» **PROBLEM REQUIREMENTS**
Copy each of the records below word for word, keeping every line as it appears.

Data taken from a collection:
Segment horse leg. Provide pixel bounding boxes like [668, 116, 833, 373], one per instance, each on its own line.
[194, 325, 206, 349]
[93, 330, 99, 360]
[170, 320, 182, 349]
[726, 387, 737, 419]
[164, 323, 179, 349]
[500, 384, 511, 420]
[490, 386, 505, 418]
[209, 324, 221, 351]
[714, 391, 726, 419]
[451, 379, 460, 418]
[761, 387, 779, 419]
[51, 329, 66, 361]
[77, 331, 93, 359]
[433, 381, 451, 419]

» **RESPONSE TO THIS TASK**
Segment horse leg. Provide pixel bounding boxes like [668, 116, 833, 373], one per instance, each on its own line.
[194, 325, 206, 349]
[93, 330, 99, 360]
[170, 320, 182, 349]
[726, 387, 737, 419]
[164, 323, 179, 349]
[500, 384, 511, 420]
[490, 386, 505, 418]
[209, 324, 221, 351]
[714, 391, 726, 419]
[451, 379, 460, 418]
[761, 387, 779, 419]
[51, 329, 66, 361]
[77, 331, 93, 359]
[433, 381, 451, 419]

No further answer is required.